> **Description of the task**
Give every line of the listing as a numbered list, starting at the line that contains "Shelf-audit tagging: put a marker on the person" and running through the last line of the listing, with both of those lines included. Leave out any blank lines.

##### Information supplied

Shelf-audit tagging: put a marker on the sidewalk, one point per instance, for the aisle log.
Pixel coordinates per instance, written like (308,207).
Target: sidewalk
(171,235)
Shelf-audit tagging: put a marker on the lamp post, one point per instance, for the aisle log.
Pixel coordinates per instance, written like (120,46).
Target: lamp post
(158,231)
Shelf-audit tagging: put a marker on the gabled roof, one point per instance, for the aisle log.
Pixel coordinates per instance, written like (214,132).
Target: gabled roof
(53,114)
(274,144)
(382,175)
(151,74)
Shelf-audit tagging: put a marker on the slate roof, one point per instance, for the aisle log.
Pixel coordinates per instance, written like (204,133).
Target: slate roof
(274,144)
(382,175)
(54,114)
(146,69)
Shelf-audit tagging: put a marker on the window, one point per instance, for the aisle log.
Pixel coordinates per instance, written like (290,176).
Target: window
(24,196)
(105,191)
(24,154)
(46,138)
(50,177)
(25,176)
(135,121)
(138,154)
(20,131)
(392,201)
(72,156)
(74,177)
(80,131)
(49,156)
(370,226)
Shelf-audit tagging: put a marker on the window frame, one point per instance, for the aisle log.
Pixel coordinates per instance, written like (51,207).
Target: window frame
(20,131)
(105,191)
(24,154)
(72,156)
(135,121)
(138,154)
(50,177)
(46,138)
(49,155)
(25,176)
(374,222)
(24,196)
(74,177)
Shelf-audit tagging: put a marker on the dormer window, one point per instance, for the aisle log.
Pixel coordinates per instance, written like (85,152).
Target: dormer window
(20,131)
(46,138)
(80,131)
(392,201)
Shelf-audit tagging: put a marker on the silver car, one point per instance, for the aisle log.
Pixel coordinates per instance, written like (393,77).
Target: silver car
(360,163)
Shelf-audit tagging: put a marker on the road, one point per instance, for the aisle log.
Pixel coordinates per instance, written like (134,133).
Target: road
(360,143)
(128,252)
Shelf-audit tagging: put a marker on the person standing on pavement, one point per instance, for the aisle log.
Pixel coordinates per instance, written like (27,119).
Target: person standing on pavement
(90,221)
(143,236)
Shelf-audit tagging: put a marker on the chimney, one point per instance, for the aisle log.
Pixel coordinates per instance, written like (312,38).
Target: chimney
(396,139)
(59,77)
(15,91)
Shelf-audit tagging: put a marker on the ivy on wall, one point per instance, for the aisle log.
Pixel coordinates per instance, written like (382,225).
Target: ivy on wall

##########

> **Task solution**
1. Shelf-audit tagging: put a marker on the person standing on pavement, one point per instance, for the aisle log.
2. Pixel coordinates per instance, written like (27,119).
3. Target: person standing on pavement
4. (90,221)
5. (143,236)
6. Shelf-audit tagging: put a marker on the chimney, one point per instance, for the aisle log.
7. Pixel coordinates per instance, written like (312,38).
8. Target: chimney
9. (396,139)
10. (59,77)
11. (15,91)
12. Shelf-audit tagging: put a marker on the ivy on wall, one point per instance, for the aisle log.
13. Pixel coordinates per instance, written like (382,225).
14. Target: ivy on wall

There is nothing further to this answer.